• [JOB]: Write the records out again, precisely as they stand.

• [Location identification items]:
_ _ _ _

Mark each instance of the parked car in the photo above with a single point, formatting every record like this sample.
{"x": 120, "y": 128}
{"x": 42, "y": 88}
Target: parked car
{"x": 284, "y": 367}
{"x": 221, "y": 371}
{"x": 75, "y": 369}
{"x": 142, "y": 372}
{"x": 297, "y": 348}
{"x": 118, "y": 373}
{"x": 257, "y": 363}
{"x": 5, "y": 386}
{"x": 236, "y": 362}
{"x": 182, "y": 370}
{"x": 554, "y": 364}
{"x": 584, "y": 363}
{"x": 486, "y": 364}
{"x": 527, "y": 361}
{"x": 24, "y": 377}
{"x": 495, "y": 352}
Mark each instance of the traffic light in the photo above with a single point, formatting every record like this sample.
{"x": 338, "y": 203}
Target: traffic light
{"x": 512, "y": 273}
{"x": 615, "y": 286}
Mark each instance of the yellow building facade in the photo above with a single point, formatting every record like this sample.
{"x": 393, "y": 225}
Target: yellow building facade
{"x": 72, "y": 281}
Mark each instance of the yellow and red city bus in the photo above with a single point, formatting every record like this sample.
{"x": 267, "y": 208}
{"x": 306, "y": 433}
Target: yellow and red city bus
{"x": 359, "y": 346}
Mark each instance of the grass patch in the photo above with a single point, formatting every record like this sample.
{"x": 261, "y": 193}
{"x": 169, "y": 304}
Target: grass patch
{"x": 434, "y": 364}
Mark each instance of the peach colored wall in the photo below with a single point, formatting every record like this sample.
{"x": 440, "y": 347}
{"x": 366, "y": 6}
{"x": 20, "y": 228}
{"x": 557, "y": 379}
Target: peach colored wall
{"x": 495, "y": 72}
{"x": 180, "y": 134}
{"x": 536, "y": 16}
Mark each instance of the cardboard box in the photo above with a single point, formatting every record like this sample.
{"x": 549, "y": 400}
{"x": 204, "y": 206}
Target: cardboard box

_ _ _ _

• [COMPLETE RESPONSE]:
Mark each instance of the parked car in the photo above with a single point, formatting every record like this sample.
{"x": 120, "y": 128}
{"x": 42, "y": 88}
Target: parked car
{"x": 284, "y": 367}
{"x": 221, "y": 371}
{"x": 75, "y": 369}
{"x": 142, "y": 372}
{"x": 297, "y": 348}
{"x": 118, "y": 373}
{"x": 257, "y": 363}
{"x": 5, "y": 386}
{"x": 236, "y": 362}
{"x": 182, "y": 370}
{"x": 554, "y": 364}
{"x": 584, "y": 363}
{"x": 486, "y": 364}
{"x": 527, "y": 361}
{"x": 24, "y": 377}
{"x": 495, "y": 352}
Mark each instance of the traffic light in the photo above with a single point, formatting every record like this sample.
{"x": 338, "y": 203}
Target: traffic light
{"x": 512, "y": 273}
{"x": 615, "y": 286}
Mark each instance of the yellow building facade in the photo above with a single point, formatting every record like this sample.
{"x": 393, "y": 225}
Target: yellow building facade
{"x": 72, "y": 281}
Mark each instance of the yellow and red city bus in the photo above with a single point, formatting every record like this sample.
{"x": 267, "y": 208}
{"x": 306, "y": 433}
Target: yellow and red city bus
{"x": 359, "y": 346}
Mark each instance of the grass patch in the photo above with a single point, formatting every record like this sample.
{"x": 261, "y": 193}
{"x": 169, "y": 304}
Target: grass patch
{"x": 434, "y": 364}
Mark each instance of the peach colored wall in the photo below with a single point, formatting every record like this sample.
{"x": 440, "y": 347}
{"x": 366, "y": 6}
{"x": 20, "y": 228}
{"x": 557, "y": 379}
Target: peach colored wall
{"x": 495, "y": 72}
{"x": 180, "y": 134}
{"x": 536, "y": 16}
Mark each instance of the cardboard box in the photo above with a single point, formatting every record like this sample.
{"x": 549, "y": 400}
{"x": 204, "y": 206}
Target: cardboard box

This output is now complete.